* [The data]
========
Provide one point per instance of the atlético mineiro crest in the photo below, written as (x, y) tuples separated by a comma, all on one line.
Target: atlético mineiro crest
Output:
========
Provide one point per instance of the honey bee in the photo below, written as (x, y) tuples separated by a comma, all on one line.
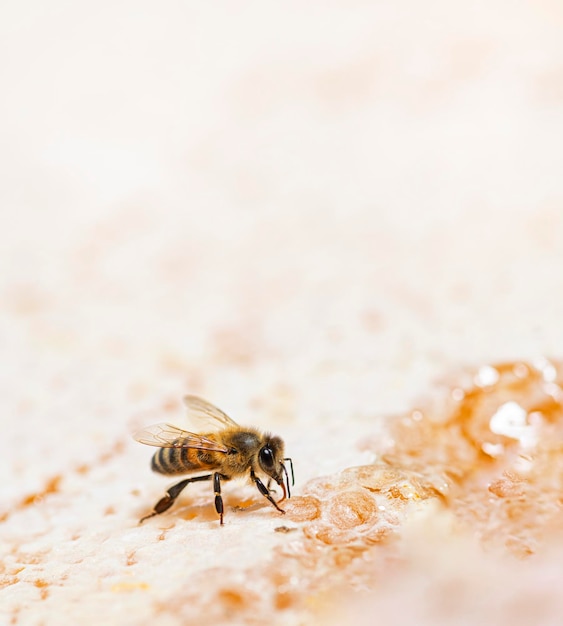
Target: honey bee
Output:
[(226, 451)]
========
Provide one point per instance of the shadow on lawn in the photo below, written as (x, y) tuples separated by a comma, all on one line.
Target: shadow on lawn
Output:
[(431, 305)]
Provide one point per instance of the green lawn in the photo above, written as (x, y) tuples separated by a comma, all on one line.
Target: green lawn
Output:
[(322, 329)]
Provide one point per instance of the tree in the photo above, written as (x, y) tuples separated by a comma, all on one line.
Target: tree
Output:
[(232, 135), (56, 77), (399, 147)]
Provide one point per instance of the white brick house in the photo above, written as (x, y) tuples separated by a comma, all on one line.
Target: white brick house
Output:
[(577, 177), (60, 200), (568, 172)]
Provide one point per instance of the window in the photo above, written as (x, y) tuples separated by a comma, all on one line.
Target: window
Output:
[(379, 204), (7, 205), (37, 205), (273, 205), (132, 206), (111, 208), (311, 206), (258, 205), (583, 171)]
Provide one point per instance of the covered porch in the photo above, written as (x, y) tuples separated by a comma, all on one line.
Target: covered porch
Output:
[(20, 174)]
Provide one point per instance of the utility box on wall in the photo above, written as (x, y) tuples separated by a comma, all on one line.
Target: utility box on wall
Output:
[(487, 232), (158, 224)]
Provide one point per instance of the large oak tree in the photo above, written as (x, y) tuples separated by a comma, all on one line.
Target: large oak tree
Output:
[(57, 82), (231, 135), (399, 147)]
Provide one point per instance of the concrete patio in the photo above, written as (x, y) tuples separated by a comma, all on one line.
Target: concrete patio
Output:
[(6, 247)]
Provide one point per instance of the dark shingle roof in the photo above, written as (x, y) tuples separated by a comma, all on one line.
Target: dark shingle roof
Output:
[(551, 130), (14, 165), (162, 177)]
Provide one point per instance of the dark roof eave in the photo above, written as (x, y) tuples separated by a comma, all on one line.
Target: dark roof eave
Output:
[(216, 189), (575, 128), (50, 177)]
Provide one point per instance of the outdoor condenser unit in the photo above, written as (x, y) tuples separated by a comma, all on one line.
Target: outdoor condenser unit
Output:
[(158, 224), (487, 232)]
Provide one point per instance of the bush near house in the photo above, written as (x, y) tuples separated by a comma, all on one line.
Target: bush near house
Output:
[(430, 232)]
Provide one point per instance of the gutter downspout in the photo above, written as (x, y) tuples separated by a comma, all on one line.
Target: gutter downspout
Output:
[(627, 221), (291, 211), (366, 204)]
========
* [What you should do]
Can you give the stretch of the items above from the line containing "Provide one point per instance of the concrete" through the line containing "[(216, 189), (575, 128), (50, 177)]" as a Markdown table with the columns Row and Line? Number each line, and leave out blank lines.

* [Final result]
| Row | Line |
|---|---|
| 1 | Provide one point per instance of the concrete patio in the photo above, written as (x, y) tuples separated by a comma, all on one line. |
| 2 | Target: concrete patio |
| 3 | Output: |
| 4 | [(6, 247)] |
| 5 | Provide one point per instance of the dark shingle roof in the photo above, written as (x, y) tuples separated by a comma, all on one line. |
| 6 | Target: dark shingle roof |
| 7 | Output: |
| 8 | [(551, 130), (14, 165), (162, 177)] |
| 9 | Provide one point per instance of the dark roof eave in the photo above, written as (x, y) tuples separated by a comma, all on one line. |
| 10 | Target: dark roof eave |
| 11 | Output: |
| 12 | [(216, 189), (575, 128), (50, 177)] |